» ASSIGNED TASK:
For the entries below, print exactly the lines between the line holding "Could you please point out the white dryer" and the line holding "Could you please point out the lg", inclusive, and nothing else.

** STORED DATA follows **

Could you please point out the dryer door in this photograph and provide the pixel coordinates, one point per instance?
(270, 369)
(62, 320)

** End of STORED DATA **
** STORED DATA follows **

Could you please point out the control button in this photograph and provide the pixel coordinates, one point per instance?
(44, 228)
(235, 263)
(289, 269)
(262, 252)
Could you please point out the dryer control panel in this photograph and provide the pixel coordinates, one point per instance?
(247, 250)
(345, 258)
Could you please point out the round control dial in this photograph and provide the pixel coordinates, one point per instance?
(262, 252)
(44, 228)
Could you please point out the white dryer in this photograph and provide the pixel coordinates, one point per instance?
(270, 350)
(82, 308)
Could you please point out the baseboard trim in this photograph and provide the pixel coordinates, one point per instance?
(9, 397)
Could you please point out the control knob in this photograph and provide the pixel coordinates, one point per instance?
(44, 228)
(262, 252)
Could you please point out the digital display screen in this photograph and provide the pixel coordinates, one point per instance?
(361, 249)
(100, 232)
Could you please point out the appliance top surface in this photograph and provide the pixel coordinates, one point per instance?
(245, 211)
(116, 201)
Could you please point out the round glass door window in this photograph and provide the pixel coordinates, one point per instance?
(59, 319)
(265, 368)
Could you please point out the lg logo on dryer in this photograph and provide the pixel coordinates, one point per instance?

** End of STORED DATA **
** STORED DATA follows **

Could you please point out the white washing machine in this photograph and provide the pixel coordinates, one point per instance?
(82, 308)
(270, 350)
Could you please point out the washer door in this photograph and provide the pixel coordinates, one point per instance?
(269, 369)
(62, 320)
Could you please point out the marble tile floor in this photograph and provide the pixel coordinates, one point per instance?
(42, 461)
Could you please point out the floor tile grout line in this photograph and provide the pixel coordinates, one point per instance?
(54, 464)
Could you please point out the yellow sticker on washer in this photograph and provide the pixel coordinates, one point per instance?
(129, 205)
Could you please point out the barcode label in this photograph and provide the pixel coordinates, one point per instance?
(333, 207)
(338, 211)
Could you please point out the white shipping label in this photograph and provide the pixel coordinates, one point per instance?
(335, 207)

** End of STORED DATA **

» ANSWER FOR THIS EXERCISE:
Could you please point out the white dryer in this photograph and provide the pixel coordinates, one point per instance?
(270, 350)
(82, 308)
Could you please point out the baseboard trim in this photograph and provide the pixel coordinates, one point per instance?
(9, 397)
Could you please point out the control knob in this photograph and provide the pixel coordinates, one point per instance?
(44, 228)
(262, 252)
Could you please point out the digital display screen in this photograph and provide the pixel coordinates, one point per instance?
(361, 249)
(100, 232)
Could you please point out the appliance top surface in this photograph and provide the pixel coordinates, one point per instance?
(245, 211)
(116, 201)
Could you please point out the round glass door window in this photograph and provide the pixel coordinates, one point per instance?
(59, 319)
(265, 368)
Could you please point out the lg logo on dryer in this photograph and provide the pixel coordinates, one point per instance?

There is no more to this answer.